Hi, welcome to episode 27 of Global Exchanges, a podcast about foreign exchange markets and related issues. I'm Greg Anderson. In this week's episode, my co-host Stephen Gallo and I will be talking about the recent sharp moves in Euro-Dollar, Dollar-Yen, and a few other exchange rates. The title for this episode is Omicron and Currency Market Cross Currents.

Stephen Gallo:

Hi, I'm Stephen Gallo, a London based FX strategist. Welcome to Global Exchanges presented by BMO Capital Markets.

Greg Anderson:

Hi, I'm Greg Anderson, a New York based FX strategist. I'm Stephen's co-host.

Stephen Gallo:

In each weekly podcast like today's, we discuss our perspectives on the global economy and the foreign exchange market. We also bring in guests from the FX industry and from related financial markets like commodities.

Greg Anderson:

We strive to make this show as interactive as possible. So don't hesitate to reach out by going to BMOcm.com/GlobalExchanges. Thanks for joining us.

***

*YOUR INSTRUCTIONS:*
Please copy the podcast transcript above in full, word for word.

*COLLECTED DATA:*
***

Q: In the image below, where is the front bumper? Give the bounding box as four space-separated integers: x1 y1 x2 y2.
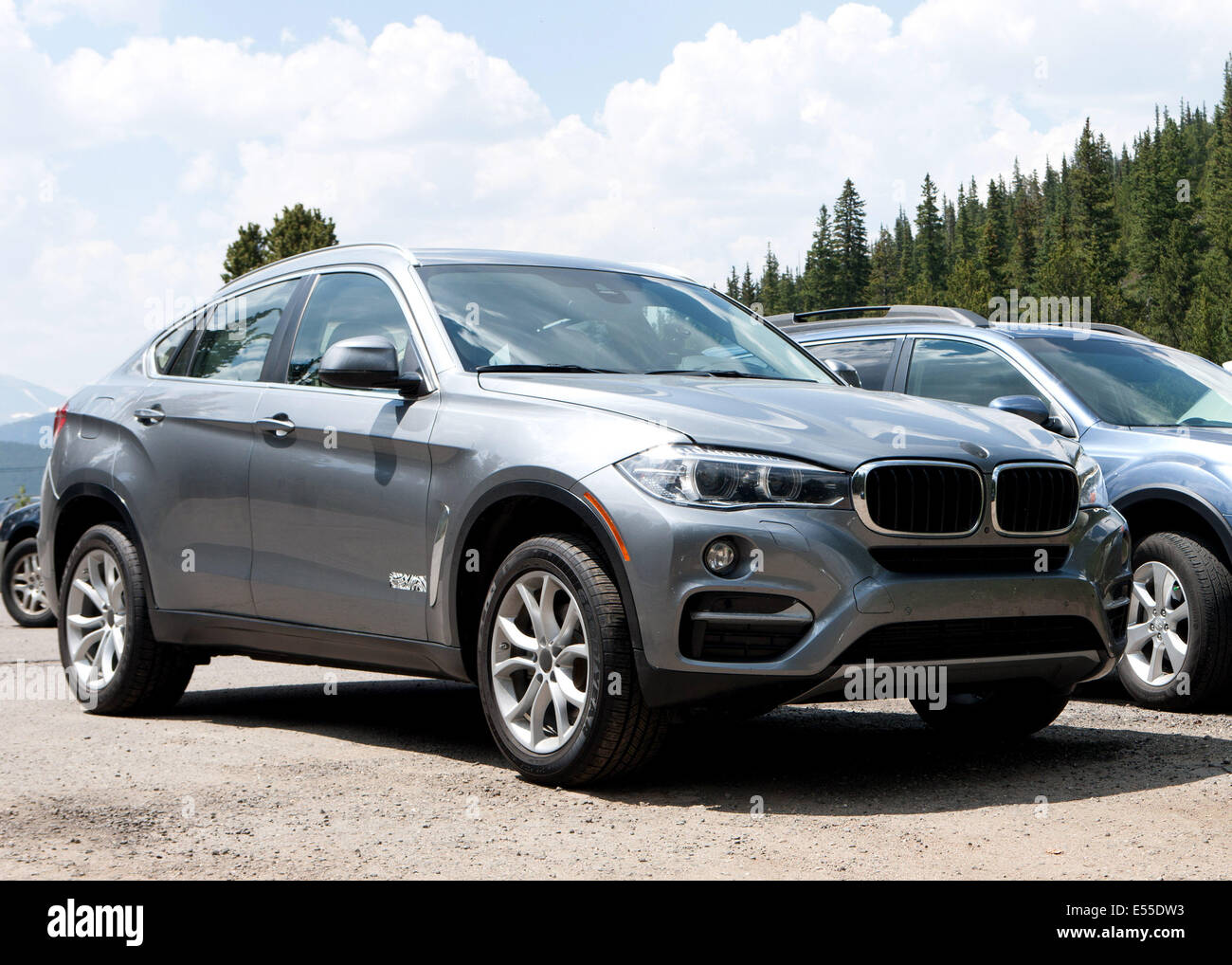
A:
575 467 1130 705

***

*ANSWER BELOW:*
Hi, welcome to episode 27 of Global Exchanges, a podcast about foreign exchange markets and related issues. I'm Greg Anderson. In this week's episode, my co-host Stephen Gallo and I will be talking about the recent sharp moves in Euro-Dollar, Dollar-Yen, and a few other exchange rates. The title for this episode is Omicron and Currency Market Cross Currents.

Stephen Gallo:

Hi, I'm Stephen Gallo, a London based FX strategist. Welcome to Global Exchanges presented by BMO Capital Markets.

Greg Anderson:

Hi, I'm Greg Anderson, a New York based FX strategist. I'm Stephen's co-host.

Stephen Gallo:

In each weekly podcast like today's, we discuss our perspectives on the global economy and the foreign exchange market. We also bring in guests from the FX industry and from related financial markets like commodities.

Greg Anderson:

We strive to make this show as interactive as possible. So don't hesitate to reach out by going to BMOcm.com/GlobalExchanges. Thanks for joining us.